◆ Enunciado ◆
Segundo o texto em estudo, quantas gerações levará o caminho do perdão depois que houver paz?

◆ Texto em estudo ◆
Antes do perdão deve vir o diálogo. O perdão deve ser aceito. O perdão é uma longa jornada. Para mim, é difícil falar de perdão agora, se as bombas ainda estão caindo, se as crianças ainda estão sendo mortas, se nossas cidades ainda estão sendo bombardeadas. Se o fogo parar, se houver paz, não apenas tréguas, então poderemos falar de perdão, mas será um longo caminho de três ou quatro gerações. Perdoar o que mulheres e crianças sofreram é realmente muito difícil. Sim, nós cristãos devemos falar de perdão, mas não devemos explorar esta palavra, porque perdão é responsabilidade. Deus perdoou não apenas com palavras, mas com o coração. Demorará um longo tempo para curar a alma.
O senhor consegue falar da misericórdia de Deus aos militares?
Sim. Misericórdia é pedir aos soldados que não matem, se possível. Quando você está na linha de frente, não é fácil. Eu lhes digo para defenderem o país. Isto também é misericórdia: para defender seus lares e suas famílias. Há tantos milagres que estes jovens têm visto nestes dois meses: eles se perguntam, por exemplo, como é possível que ainda estejam vivos no meio de tanta destruição. Aqui, a misericórdia de Deus é Sua presença aqui com Sua proteção.
Na escuridão da guerra, surgem muitas histórias de solidariedade e hospitalidade, aliviando algumas das dores de tantas feridas. O que o povo ucraniano precisa hoje em dia?
Acredito que a Ucrânia nunca teve essa unidade e solidariedade. Agradeço ao povo italiano e a muitos outros por tudo o que eles estão fazendo. Precisamos de solidariedade, proximidade, mas também precisamos buscar a verdade. O inimigo se esconde através de muitas mentiras e propaganda. A verdade clama, não devemos ter medo de dizer a verdade, mesmo que isso signifique a perda da segurança material. Por trás de uma verdade não dita, há sempre alguém que dá sua vida. E se isto acontecer, torna-se co-responsável pela morte dos inocentes. E depois há a oração. A guerra é sempre contra os direitos humanos. Gostaria também de agradecer a ajuda aos militares. Estamos defendendo nossa terra. Liberdade não são apenas palavras, mas uma responsabilidade. E em nome disso é preciso estar disposto a dar não apenas um pouquinho de sua vida, mas às vezes toda sua vida.
O senhor falava do "cheiro" da guerra...

◆ Dados para análise ◆

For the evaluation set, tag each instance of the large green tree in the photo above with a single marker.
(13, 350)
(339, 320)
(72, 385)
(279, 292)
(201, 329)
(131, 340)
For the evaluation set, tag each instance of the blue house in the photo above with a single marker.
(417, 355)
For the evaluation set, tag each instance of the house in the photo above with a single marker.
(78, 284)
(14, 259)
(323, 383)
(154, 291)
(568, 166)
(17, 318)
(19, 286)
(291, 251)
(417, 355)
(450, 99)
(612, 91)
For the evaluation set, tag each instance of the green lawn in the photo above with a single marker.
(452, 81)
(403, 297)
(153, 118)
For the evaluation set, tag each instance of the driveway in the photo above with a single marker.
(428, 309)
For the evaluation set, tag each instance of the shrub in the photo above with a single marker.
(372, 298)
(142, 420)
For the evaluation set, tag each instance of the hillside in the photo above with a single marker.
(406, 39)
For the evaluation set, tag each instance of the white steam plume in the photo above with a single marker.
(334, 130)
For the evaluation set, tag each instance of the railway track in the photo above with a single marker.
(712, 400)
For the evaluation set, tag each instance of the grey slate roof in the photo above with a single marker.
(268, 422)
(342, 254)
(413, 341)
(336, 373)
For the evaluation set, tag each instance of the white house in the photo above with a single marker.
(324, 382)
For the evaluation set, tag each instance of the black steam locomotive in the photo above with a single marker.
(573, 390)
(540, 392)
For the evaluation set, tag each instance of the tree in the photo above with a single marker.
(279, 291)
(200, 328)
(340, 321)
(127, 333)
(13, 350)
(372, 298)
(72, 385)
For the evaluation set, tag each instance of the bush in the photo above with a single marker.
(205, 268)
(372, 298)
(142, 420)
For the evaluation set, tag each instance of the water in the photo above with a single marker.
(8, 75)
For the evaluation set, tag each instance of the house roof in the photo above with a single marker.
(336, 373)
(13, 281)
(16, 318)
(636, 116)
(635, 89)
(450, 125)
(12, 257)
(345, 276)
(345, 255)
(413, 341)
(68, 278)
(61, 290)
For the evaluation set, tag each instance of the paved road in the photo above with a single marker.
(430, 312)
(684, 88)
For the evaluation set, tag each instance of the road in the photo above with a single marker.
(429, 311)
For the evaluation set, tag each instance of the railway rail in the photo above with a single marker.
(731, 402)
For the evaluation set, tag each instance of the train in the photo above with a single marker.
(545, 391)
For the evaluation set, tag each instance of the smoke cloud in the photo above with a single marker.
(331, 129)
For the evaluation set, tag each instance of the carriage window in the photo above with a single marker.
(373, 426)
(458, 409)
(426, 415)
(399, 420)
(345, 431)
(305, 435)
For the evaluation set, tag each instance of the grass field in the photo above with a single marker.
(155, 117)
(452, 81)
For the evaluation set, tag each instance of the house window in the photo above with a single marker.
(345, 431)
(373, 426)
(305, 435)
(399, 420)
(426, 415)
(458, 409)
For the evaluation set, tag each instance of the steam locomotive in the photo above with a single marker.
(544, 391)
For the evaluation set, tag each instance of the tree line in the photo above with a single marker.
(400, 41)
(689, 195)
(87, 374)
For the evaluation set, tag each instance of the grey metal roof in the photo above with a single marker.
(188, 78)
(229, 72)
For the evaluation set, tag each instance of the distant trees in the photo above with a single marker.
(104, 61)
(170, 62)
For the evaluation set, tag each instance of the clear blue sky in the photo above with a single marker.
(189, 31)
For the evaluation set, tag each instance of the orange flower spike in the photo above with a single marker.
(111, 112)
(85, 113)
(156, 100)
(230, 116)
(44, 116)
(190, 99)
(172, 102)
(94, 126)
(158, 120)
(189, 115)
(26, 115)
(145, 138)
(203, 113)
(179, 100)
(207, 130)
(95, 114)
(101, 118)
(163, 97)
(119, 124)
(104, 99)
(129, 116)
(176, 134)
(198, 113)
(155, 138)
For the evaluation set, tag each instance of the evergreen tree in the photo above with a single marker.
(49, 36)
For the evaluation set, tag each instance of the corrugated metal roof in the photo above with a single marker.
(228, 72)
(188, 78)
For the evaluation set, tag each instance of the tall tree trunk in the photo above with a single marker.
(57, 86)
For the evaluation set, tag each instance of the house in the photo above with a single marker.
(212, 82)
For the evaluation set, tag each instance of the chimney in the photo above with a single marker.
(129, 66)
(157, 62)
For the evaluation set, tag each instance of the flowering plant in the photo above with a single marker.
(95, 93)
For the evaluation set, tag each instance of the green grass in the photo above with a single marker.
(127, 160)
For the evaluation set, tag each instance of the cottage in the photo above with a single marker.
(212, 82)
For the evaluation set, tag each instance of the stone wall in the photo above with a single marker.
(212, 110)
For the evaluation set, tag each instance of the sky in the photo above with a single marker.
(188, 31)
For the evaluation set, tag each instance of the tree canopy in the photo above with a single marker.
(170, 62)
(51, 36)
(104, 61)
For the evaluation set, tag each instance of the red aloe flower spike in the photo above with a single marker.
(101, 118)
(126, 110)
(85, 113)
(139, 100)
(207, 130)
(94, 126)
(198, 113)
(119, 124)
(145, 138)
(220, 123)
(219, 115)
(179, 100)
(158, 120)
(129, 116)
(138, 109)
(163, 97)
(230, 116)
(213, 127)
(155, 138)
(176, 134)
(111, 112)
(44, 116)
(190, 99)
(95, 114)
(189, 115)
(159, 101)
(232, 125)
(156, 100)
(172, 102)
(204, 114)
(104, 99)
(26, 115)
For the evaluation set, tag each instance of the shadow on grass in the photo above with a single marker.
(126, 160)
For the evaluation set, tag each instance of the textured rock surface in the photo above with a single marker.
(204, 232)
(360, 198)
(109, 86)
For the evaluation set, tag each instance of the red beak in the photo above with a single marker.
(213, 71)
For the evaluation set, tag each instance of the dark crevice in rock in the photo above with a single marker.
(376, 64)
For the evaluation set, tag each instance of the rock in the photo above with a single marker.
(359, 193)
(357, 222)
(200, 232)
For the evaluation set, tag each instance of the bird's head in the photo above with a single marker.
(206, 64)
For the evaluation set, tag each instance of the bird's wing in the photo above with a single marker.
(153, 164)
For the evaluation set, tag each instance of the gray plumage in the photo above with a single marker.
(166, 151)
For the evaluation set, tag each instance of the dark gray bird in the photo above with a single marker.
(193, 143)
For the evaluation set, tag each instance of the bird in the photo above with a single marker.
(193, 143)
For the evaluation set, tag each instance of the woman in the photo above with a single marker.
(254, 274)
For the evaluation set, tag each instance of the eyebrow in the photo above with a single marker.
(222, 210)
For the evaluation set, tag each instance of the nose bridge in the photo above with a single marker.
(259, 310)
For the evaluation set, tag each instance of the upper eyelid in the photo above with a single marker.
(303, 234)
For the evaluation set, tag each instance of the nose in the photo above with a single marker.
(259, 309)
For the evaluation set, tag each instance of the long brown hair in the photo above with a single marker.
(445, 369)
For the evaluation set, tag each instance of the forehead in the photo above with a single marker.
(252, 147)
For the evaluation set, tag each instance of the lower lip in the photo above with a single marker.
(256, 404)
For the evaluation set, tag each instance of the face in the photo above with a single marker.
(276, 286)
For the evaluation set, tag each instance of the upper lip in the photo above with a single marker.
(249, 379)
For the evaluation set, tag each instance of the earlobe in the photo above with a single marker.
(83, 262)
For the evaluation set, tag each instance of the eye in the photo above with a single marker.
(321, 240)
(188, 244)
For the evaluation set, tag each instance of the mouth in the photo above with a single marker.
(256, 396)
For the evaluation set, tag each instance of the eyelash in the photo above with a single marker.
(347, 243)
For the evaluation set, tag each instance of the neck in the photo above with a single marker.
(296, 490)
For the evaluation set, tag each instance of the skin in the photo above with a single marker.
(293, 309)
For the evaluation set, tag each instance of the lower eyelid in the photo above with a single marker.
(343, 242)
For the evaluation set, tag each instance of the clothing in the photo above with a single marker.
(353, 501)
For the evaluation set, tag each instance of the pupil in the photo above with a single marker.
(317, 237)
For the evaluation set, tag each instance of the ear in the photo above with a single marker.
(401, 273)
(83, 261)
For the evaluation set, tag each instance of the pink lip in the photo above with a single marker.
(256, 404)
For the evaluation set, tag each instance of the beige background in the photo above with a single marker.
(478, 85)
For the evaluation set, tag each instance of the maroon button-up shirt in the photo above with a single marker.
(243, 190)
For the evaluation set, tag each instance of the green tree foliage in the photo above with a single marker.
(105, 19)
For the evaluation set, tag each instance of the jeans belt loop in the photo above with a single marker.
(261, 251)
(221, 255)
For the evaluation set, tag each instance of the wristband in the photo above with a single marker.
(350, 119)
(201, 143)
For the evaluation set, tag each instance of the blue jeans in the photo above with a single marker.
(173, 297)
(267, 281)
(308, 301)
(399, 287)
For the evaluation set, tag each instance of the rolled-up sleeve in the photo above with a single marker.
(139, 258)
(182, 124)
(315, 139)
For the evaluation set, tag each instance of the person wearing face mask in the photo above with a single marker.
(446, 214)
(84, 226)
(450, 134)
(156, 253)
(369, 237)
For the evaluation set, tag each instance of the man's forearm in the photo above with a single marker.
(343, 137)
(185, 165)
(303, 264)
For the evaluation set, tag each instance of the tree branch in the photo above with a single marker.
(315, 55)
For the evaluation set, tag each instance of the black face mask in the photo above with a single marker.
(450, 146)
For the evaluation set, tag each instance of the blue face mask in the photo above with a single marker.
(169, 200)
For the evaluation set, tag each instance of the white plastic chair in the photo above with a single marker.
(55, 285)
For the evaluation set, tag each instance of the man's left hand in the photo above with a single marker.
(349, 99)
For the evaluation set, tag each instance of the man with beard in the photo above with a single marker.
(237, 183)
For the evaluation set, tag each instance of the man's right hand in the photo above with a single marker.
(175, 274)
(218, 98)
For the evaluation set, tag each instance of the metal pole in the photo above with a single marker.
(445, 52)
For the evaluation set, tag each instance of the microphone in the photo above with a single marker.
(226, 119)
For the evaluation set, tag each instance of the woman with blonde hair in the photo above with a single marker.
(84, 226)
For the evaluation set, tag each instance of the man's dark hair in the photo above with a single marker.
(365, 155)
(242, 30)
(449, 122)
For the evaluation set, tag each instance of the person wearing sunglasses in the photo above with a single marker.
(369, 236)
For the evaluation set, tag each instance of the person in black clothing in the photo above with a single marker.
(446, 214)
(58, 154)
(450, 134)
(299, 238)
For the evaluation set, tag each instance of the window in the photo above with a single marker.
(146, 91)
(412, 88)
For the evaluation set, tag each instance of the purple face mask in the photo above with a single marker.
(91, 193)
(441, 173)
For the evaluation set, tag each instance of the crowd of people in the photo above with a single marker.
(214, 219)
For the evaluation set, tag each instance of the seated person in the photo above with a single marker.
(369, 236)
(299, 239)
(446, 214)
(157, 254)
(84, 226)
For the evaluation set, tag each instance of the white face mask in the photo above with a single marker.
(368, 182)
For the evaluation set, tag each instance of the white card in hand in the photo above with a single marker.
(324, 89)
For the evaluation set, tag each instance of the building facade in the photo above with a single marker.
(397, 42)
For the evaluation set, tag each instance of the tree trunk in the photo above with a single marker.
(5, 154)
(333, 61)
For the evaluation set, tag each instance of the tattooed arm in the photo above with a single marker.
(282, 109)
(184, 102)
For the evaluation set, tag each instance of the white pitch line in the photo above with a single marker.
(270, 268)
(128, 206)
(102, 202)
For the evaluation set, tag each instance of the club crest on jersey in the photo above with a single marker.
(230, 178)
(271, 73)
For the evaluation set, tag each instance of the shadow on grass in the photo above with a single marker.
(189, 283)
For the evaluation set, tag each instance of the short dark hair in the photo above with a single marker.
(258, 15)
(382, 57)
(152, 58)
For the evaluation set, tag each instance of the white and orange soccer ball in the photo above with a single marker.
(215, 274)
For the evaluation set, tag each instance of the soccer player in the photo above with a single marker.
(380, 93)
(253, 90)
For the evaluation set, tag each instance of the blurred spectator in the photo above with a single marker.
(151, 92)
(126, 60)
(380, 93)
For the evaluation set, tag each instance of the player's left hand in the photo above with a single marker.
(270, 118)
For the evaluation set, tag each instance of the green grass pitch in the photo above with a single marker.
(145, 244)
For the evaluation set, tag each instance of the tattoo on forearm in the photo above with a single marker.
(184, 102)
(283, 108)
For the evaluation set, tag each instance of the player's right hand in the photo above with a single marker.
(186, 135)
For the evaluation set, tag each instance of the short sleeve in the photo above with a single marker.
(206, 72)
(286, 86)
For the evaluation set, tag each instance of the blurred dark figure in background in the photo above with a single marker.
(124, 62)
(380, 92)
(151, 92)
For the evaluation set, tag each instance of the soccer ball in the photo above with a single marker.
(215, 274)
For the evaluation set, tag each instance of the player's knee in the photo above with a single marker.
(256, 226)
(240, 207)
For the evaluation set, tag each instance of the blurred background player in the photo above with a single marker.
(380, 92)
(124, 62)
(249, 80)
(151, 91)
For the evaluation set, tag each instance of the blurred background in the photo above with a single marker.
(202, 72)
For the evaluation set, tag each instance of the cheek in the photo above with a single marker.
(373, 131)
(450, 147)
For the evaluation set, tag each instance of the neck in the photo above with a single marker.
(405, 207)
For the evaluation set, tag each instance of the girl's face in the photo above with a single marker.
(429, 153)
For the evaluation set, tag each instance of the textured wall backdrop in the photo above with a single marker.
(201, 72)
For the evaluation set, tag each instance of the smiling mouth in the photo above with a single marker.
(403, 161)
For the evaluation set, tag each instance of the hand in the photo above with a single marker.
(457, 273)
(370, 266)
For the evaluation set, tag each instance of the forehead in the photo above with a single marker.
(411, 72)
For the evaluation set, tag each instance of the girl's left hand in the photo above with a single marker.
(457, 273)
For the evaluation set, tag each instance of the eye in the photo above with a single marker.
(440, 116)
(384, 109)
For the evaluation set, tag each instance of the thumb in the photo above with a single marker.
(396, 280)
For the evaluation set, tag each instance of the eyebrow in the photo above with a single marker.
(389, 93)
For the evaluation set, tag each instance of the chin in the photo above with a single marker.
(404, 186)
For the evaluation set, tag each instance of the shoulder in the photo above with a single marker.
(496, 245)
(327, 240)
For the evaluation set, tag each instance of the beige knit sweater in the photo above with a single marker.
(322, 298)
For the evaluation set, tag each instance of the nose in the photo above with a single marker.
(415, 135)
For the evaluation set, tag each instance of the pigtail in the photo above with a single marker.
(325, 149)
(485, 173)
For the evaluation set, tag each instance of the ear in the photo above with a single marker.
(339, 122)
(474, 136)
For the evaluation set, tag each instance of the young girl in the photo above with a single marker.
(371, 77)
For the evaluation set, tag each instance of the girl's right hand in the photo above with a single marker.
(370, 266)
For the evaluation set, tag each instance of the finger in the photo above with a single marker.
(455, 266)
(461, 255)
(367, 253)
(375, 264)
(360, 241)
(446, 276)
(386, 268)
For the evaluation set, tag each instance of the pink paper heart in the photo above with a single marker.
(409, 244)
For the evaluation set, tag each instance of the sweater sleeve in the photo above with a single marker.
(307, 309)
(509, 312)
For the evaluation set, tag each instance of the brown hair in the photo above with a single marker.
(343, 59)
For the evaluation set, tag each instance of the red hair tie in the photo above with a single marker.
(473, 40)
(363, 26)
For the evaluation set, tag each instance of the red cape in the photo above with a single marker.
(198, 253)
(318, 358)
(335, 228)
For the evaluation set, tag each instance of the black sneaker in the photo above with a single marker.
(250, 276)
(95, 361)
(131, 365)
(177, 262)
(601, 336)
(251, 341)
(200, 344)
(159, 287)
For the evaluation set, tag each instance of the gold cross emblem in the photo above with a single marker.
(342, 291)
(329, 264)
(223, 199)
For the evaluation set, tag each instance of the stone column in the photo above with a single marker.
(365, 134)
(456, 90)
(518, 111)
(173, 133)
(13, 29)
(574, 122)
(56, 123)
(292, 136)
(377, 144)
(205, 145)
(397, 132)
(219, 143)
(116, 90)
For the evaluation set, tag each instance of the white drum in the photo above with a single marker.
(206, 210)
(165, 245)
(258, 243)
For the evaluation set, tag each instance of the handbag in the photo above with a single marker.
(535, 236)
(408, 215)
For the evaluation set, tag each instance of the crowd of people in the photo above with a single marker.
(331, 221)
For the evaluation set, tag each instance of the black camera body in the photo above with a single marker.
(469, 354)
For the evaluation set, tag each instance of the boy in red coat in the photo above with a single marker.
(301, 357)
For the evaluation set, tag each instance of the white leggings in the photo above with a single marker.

◆ Resposta ◆
Três ou quatro gerações.